Task item
Only the lines from the line containing "Where can the neck be" to the end of the entries should be repeated, exactly as they appear.

Extracted records
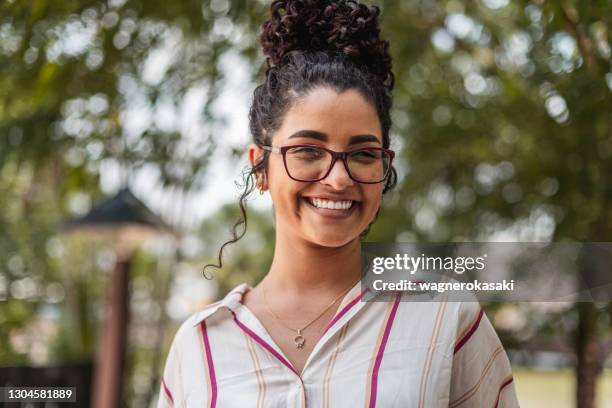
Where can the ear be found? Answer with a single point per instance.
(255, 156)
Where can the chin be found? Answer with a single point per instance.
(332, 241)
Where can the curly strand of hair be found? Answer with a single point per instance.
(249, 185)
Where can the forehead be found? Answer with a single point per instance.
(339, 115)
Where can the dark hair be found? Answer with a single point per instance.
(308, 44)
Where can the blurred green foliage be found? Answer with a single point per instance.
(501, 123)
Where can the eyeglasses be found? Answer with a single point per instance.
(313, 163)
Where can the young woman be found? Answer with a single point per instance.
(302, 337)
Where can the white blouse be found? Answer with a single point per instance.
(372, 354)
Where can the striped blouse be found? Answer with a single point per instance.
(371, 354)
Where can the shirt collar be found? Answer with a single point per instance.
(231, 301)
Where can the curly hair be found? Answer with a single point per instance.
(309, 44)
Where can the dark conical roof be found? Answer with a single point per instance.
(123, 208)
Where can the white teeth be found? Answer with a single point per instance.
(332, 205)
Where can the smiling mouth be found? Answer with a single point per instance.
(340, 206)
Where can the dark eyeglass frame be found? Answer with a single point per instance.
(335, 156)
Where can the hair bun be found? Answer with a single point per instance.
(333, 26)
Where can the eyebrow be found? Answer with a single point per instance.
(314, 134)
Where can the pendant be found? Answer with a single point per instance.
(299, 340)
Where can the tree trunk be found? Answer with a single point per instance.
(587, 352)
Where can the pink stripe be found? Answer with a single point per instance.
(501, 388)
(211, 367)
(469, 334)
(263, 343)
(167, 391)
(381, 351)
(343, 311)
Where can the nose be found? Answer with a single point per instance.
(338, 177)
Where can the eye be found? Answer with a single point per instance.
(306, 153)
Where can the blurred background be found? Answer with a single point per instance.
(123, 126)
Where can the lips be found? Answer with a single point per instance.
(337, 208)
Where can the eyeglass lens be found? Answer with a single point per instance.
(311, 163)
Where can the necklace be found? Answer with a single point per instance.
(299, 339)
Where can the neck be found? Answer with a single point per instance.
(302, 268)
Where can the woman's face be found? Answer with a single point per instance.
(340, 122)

Finished exercise
Where can the neck be found? Answer with a single point per instance.
(302, 268)
Where can the woman's face be found? Answer with a single point per instance.
(340, 122)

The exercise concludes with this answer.